Your goal: Set down the line that contains "Where can the white interior" and every line after it to the end of the entries, exactly as they stand and nothing more.

(Stored records)
*** Block opens ***

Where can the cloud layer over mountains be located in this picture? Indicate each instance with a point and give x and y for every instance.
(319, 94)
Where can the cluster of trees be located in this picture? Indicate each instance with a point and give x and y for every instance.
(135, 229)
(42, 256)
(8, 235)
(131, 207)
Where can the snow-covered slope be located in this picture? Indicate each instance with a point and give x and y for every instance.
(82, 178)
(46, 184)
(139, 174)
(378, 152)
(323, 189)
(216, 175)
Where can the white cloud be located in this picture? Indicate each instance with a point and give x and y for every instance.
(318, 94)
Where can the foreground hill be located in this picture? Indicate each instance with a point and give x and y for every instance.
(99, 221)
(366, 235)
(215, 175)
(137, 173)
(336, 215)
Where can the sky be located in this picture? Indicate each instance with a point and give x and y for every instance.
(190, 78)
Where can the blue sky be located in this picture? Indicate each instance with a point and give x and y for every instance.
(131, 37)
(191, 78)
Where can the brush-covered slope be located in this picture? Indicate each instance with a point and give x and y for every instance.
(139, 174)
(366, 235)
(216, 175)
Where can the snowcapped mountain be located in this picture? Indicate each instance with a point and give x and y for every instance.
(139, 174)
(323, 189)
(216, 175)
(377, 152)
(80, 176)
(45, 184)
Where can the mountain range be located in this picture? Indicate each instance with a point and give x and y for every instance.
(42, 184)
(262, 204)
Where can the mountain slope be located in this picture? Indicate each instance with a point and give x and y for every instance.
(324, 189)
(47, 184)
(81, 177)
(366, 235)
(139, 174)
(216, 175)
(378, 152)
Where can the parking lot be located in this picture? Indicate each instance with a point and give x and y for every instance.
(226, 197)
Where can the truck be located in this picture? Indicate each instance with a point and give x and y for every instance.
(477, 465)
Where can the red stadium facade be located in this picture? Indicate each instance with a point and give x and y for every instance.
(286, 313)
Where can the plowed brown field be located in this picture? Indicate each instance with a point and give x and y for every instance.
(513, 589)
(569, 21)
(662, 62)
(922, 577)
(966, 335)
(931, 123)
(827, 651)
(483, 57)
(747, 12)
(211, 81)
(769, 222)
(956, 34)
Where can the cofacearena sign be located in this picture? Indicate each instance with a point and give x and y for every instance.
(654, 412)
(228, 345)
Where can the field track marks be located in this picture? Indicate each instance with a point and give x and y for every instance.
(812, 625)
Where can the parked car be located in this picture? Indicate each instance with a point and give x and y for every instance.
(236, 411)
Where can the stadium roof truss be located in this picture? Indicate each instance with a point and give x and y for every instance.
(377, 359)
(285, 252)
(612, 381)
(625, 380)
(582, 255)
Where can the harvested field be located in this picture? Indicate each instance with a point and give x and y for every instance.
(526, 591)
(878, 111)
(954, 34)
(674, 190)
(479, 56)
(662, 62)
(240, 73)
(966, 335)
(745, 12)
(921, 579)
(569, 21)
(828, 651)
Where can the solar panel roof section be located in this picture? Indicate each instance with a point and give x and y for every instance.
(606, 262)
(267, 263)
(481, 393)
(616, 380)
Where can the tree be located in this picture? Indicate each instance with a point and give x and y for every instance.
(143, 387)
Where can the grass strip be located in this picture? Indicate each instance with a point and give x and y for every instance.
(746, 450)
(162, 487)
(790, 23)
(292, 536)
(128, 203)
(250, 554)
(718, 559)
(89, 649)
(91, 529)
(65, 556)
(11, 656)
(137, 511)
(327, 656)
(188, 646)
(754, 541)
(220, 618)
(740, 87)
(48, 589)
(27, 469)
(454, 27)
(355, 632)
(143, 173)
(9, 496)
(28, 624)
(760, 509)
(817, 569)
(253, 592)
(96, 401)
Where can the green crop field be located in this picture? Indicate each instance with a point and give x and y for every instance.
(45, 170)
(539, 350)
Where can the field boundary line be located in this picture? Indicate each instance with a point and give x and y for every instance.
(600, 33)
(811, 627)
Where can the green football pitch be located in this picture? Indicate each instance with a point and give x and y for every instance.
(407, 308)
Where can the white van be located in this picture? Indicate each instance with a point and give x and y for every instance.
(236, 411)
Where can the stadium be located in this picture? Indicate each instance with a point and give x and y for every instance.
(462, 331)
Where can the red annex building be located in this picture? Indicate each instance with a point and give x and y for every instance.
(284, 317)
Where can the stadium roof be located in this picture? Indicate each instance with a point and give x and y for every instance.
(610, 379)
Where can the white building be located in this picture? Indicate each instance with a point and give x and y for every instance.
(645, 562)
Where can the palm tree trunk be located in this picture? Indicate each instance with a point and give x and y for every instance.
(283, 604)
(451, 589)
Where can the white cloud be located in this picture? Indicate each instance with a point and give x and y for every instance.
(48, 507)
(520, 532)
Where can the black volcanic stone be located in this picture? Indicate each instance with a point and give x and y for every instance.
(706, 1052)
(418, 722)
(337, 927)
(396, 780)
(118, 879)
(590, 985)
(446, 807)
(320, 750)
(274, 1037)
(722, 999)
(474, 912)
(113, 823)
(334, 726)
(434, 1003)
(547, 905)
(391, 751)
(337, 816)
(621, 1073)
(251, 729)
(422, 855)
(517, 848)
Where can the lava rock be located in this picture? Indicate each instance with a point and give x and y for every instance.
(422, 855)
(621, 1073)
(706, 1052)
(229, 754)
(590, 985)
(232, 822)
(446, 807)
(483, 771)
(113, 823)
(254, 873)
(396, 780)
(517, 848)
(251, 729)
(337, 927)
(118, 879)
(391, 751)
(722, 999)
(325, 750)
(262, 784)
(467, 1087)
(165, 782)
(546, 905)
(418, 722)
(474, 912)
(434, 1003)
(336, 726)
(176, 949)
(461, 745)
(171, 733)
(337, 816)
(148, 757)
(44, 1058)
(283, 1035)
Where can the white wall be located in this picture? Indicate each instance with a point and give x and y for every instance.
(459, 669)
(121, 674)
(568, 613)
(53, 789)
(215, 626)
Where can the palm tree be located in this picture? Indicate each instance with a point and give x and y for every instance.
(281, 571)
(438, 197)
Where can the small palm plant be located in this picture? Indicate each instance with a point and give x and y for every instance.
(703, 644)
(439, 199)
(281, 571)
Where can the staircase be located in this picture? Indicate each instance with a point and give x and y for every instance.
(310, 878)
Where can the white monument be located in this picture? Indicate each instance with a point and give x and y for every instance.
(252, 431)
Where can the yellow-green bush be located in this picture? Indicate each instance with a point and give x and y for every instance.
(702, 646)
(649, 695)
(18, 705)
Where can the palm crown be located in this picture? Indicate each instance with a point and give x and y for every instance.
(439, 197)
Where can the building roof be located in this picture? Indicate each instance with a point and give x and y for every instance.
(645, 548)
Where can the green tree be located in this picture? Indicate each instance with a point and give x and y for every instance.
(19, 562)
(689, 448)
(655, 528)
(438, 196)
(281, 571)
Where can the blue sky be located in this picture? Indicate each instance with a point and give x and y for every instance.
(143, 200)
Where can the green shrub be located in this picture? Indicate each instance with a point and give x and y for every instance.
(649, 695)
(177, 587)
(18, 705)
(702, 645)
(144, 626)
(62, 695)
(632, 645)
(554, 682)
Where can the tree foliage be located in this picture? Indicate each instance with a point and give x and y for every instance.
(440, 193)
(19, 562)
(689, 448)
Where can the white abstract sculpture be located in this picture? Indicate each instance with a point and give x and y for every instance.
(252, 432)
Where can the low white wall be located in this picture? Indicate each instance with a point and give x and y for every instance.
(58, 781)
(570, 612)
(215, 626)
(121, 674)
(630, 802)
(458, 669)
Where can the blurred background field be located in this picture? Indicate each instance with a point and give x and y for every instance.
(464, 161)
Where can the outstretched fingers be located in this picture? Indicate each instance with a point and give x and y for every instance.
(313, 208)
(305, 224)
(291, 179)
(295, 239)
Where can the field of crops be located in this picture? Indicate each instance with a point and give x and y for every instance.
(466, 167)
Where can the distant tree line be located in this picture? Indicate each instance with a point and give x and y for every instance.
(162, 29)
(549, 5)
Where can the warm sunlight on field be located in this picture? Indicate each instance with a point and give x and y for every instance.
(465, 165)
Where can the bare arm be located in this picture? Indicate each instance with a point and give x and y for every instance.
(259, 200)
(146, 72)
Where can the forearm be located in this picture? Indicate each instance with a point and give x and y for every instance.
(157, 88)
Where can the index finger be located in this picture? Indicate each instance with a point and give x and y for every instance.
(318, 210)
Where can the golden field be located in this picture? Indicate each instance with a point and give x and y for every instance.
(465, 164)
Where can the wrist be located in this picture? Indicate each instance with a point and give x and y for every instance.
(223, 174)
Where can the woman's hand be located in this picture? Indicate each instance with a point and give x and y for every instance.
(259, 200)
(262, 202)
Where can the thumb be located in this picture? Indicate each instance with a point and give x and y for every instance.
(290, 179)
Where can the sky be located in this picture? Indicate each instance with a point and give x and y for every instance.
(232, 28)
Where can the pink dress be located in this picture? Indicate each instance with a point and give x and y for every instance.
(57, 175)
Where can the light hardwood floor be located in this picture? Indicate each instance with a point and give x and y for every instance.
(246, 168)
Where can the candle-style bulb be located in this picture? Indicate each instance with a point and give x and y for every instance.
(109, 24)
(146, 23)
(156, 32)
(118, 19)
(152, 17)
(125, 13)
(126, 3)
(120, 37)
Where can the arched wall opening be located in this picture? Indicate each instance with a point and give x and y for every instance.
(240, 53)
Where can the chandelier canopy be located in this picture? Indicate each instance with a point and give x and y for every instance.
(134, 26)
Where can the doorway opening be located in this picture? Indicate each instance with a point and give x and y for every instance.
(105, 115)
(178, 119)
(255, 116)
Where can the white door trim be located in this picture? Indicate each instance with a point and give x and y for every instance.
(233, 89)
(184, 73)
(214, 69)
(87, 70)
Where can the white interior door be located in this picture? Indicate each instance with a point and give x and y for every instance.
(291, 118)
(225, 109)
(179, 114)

*** Block closes ***

Task response:
Where can the white interior door be located in this picture? Indicate each instance with a point and give x and y for every instance.
(291, 118)
(225, 109)
(179, 114)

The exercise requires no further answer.